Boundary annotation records
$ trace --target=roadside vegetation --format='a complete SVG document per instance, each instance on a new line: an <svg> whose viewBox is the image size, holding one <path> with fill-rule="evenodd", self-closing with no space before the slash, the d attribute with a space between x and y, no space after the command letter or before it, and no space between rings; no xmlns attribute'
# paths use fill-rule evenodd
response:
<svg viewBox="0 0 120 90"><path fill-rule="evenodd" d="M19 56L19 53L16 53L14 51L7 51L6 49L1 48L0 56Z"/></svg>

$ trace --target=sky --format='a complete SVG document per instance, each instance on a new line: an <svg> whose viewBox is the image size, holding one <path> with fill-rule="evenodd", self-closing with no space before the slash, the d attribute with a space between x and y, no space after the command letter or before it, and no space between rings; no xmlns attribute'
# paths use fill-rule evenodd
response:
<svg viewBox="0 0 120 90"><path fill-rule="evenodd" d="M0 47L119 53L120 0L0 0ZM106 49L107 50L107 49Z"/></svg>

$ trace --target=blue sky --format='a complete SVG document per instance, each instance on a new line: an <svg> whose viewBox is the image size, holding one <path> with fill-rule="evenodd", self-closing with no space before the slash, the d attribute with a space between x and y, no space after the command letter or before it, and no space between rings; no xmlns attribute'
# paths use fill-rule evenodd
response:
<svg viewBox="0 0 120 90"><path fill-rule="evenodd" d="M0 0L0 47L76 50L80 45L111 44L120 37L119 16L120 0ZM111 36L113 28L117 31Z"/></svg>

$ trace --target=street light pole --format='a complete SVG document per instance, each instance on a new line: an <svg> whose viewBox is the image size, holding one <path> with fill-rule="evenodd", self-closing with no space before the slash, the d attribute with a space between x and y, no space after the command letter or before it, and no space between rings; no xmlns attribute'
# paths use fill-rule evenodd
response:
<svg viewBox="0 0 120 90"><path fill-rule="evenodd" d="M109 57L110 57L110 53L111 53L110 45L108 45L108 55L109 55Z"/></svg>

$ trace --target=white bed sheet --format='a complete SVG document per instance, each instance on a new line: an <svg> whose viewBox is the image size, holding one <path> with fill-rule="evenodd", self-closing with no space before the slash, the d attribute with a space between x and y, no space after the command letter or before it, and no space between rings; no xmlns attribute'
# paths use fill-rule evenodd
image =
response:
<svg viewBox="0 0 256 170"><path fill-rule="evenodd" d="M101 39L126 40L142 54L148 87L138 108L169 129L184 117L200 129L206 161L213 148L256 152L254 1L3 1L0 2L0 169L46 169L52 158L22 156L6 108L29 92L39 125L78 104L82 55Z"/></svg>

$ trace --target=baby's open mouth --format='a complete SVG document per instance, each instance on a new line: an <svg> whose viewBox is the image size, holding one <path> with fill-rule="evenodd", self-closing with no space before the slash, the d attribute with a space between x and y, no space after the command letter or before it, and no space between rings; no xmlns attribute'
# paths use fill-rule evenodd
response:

# Exercise task
Reproduce all of the entries above word for word, without changing or leaving out anything.

# Exercise response
$ trace --target=roadside vegetation --format='a complete SVG document per instance, each instance on a new line: an <svg> whose viewBox is the image size, holding one <path> with fill-rule="evenodd", self-closing with no space before the slash, the d attribute with a space between x and y, no space after the command letter or before it, and no space between rings; no xmlns attribute'
# paths use fill-rule evenodd
response:
<svg viewBox="0 0 120 90"><path fill-rule="evenodd" d="M19 56L19 53L16 53L14 51L7 51L6 49L1 48L0 56Z"/></svg>

$ trace --target=sky --format='a complete SVG document per instance, each instance on a new line: an <svg> whose viewBox is the image size, holding one <path> with fill-rule="evenodd", self-closing with no space before the slash, the d attribute with a space between x and y, no space after the command letter or before it, and no space between rings; no xmlns attribute'
# paths use fill-rule evenodd
response:
<svg viewBox="0 0 120 90"><path fill-rule="evenodd" d="M0 47L119 53L120 0L0 0ZM106 49L107 50L107 49Z"/></svg>

$ trace --target=blue sky --format='a complete SVG document per instance, each instance on a new line: an <svg> whose viewBox is the image size, holding one <path> with fill-rule="evenodd", self-closing with no space before the slash, the d attribute with a space between x and y, no space after the command letter or before it, and no space between rings; no xmlns attribute'
# paths use fill-rule evenodd
response:
<svg viewBox="0 0 120 90"><path fill-rule="evenodd" d="M0 0L0 47L76 50L80 45L111 44L120 37L119 16L120 0ZM111 36L113 28L117 31Z"/></svg>

$ trace --target=street light pole --format='a complete SVG document per instance, each instance on a new line: an <svg> whose viewBox is the image size, holding one <path> with fill-rule="evenodd", self-closing with no space before the slash, the d attribute with a space between x and y, no space after the command letter or before it, and no space between rings; no xmlns attribute'
# paths use fill-rule evenodd
response:
<svg viewBox="0 0 120 90"><path fill-rule="evenodd" d="M109 57L110 57L110 53L111 53L110 45L108 45L108 55L109 55Z"/></svg>

$ trace --target=white bed sheet --format='a complete SVG document per instance, each instance on a new line: an <svg> whose viewBox is the image size, holding one <path> with fill-rule="evenodd", self-closing with no space before the slash, the d attribute with a space between x and y, no space after the command letter or before it, and no space between rings; no xmlns attribute'
# paths use fill-rule evenodd
image =
response:
<svg viewBox="0 0 256 170"><path fill-rule="evenodd" d="M101 39L126 40L142 54L148 87L138 108L169 129L184 117L200 129L206 161L213 148L256 152L254 1L3 1L0 2L0 169L46 169L52 158L22 156L6 108L29 92L39 125L78 104L82 55Z"/></svg>

$ trace --target=baby's open mouth --format='a complete SVG document per instance, each instance on a new line: an <svg> whose viewBox is the image size, holding one <path> with fill-rule="evenodd", self-closing with no space before the slash, the d attribute with a space between x and y, no space after the command letter or before it, and no space between rings; no xmlns attribute'
# paths use fill-rule evenodd
response:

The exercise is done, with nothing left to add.